### [OBJECTIVE]
Show every line of the material below that contains the word "fence", treating uppercase and lowercase as different.

### [DATA FOR THIS TASK]
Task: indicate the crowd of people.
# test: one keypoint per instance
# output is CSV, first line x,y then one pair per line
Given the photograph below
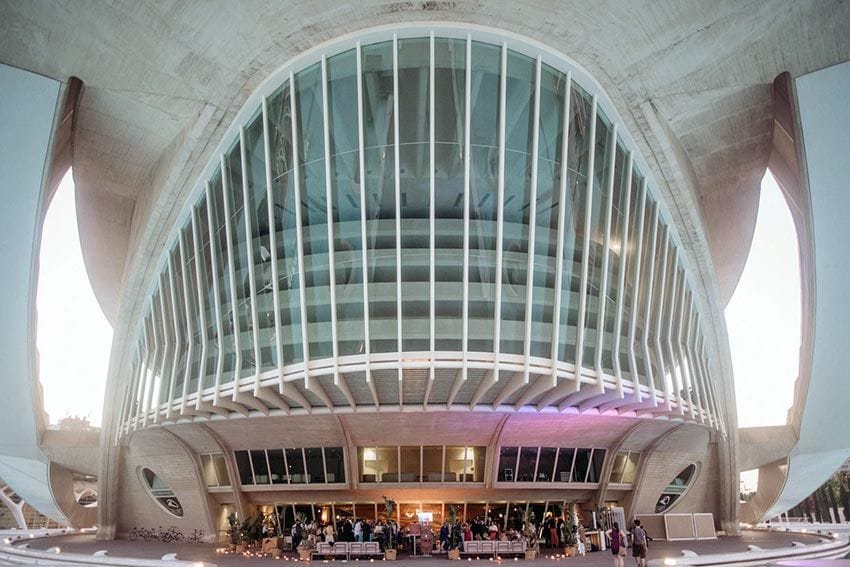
x,y
346,529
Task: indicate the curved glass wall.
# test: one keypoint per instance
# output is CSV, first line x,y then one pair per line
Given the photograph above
x,y
435,202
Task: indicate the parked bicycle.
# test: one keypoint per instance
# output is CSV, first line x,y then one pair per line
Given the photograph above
x,y
165,535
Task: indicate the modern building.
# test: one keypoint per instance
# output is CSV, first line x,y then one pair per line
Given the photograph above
x,y
469,254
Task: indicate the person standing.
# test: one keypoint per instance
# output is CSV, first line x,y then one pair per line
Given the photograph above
x,y
553,530
617,540
639,545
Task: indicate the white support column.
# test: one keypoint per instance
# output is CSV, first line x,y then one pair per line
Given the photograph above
x,y
190,331
467,148
249,251
176,356
532,224
16,510
621,283
647,312
329,217
217,302
718,411
719,422
687,384
132,386
500,214
585,253
278,333
694,399
146,383
139,384
606,246
199,265
164,340
299,237
122,415
636,290
432,217
662,294
397,177
675,375
693,332
695,369
231,279
562,213
367,346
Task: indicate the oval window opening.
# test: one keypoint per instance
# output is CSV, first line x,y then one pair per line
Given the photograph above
x,y
160,492
675,489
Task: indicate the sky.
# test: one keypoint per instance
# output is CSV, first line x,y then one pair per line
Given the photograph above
x,y
763,320
763,317
74,337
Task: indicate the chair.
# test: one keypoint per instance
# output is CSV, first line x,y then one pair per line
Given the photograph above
x,y
341,549
372,548
471,547
323,549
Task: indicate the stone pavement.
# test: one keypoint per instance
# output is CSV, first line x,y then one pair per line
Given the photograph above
x,y
87,544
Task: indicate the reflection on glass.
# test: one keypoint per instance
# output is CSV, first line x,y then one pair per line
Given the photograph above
x,y
380,205
243,464
295,464
432,463
508,463
546,464
261,469
564,467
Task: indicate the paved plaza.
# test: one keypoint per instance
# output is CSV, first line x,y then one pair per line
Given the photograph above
x,y
87,544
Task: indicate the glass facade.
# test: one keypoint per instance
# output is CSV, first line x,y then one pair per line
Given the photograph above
x,y
415,464
422,199
550,464
307,465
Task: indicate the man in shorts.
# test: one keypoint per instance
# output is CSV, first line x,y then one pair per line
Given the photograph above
x,y
639,545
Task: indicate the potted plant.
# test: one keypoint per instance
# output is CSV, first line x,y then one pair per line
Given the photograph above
x,y
529,533
305,547
251,532
570,536
390,552
455,535
233,531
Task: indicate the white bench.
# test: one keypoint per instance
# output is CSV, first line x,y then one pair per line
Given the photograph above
x,y
482,547
347,549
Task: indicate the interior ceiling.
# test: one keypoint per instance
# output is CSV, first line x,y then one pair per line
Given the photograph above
x,y
153,72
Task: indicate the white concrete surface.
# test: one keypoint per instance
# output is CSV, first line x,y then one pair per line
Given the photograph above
x,y
27,113
823,444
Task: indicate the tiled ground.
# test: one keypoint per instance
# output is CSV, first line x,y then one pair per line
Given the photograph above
x,y
87,544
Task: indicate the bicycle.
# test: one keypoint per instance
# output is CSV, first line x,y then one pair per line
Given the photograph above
x,y
197,536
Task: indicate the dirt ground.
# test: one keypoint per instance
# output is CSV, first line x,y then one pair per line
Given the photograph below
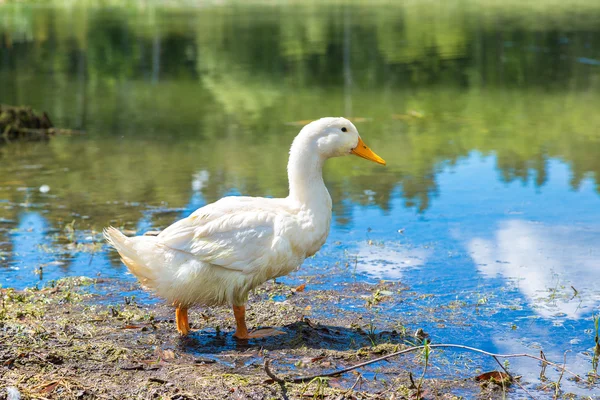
x,y
79,338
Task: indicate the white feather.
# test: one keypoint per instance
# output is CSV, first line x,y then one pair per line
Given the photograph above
x,y
225,249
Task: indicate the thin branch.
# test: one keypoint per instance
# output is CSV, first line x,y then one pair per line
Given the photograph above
x,y
512,378
409,350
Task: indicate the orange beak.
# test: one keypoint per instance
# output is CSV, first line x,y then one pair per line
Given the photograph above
x,y
362,150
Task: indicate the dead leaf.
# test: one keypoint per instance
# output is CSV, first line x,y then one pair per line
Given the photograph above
x,y
165,355
131,327
50,387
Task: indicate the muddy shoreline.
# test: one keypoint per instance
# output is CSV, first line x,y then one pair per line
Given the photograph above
x,y
77,338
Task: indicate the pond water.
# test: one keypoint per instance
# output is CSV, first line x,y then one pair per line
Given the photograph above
x,y
486,112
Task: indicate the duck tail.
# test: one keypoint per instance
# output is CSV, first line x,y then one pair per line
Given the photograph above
x,y
126,246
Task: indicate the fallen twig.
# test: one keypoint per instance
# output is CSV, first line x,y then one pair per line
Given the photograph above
x,y
300,379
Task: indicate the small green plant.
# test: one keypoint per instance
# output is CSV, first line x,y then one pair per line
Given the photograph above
x,y
426,353
596,355
321,383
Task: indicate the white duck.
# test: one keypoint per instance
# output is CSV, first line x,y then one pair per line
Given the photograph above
x,y
225,249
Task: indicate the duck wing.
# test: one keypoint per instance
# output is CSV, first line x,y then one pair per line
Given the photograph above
x,y
237,233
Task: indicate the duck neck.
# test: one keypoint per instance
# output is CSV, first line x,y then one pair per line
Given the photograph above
x,y
305,174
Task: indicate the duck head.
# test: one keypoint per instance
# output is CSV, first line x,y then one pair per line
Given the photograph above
x,y
335,137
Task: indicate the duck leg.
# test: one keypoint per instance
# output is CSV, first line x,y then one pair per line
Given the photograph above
x,y
183,326
241,331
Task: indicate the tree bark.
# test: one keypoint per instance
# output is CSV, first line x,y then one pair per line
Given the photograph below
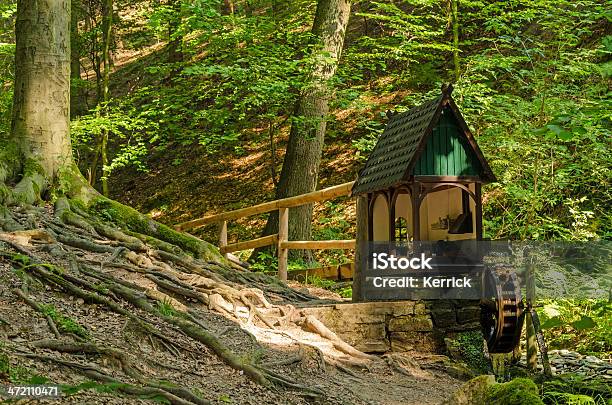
x,y
300,170
107,32
228,7
76,104
455,23
175,46
41,101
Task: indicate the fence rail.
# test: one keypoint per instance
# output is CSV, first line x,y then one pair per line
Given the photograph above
x,y
281,238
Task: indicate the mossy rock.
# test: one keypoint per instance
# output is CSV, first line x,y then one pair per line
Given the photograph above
x,y
483,390
468,347
473,392
520,391
132,220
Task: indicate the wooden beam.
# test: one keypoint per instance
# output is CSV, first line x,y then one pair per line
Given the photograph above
x,y
283,235
318,244
315,196
223,237
250,244
478,206
532,351
363,221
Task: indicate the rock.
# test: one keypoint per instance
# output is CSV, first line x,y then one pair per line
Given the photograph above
x,y
520,391
473,392
459,371
444,318
420,323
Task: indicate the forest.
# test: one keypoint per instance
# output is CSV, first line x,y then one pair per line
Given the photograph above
x,y
190,193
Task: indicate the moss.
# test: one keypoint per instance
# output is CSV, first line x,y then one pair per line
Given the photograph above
x,y
133,220
31,168
471,348
10,160
64,323
520,391
5,193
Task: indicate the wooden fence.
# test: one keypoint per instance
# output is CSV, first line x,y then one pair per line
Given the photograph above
x,y
281,238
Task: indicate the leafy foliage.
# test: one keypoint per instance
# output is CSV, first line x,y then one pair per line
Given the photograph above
x,y
584,326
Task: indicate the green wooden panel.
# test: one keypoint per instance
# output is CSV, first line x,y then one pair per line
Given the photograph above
x,y
447,152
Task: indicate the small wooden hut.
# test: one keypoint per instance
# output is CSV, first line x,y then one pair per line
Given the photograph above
x,y
423,179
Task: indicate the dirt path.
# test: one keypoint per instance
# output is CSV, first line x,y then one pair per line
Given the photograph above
x,y
133,358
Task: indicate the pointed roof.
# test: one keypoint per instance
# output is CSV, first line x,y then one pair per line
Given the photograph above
x,y
404,139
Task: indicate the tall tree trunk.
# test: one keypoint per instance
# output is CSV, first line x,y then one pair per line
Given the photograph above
x,y
175,46
455,23
300,170
41,101
76,104
107,32
228,8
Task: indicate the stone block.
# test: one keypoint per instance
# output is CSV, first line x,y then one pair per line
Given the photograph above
x,y
408,341
421,323
420,308
444,318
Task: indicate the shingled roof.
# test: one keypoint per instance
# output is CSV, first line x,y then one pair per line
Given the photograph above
x,y
402,142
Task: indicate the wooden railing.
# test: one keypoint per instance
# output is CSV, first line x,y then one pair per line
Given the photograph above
x,y
280,239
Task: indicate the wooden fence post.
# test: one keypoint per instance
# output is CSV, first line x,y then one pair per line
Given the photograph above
x,y
223,237
360,243
283,236
532,351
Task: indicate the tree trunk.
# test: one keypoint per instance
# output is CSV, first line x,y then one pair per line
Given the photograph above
x,y
228,8
76,104
107,32
300,170
41,103
175,46
455,23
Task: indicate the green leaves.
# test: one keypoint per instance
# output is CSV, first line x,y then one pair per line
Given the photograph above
x,y
553,322
585,322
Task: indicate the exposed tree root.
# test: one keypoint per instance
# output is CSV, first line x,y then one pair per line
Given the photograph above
x,y
37,307
174,395
145,263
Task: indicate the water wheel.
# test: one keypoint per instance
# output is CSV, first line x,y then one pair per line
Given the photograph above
x,y
501,310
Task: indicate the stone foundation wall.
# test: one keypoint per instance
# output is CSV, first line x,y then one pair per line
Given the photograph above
x,y
376,327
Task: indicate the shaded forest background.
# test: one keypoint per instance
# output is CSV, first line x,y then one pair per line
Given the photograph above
x,y
201,97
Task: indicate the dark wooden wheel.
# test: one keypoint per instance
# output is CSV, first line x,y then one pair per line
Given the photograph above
x,y
501,310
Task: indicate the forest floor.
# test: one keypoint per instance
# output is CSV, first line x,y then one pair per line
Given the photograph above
x,y
34,349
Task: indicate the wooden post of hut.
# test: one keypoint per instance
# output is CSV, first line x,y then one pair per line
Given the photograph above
x,y
423,179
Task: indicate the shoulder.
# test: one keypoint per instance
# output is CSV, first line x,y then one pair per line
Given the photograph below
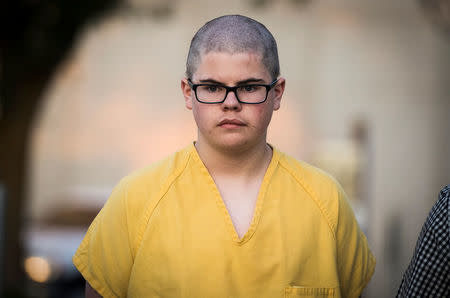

### [COMPLETE OUTPUT]
Task: indicate the fence rail.
Task: indicate the wooden fence.
Task: indicate the wooden fence post.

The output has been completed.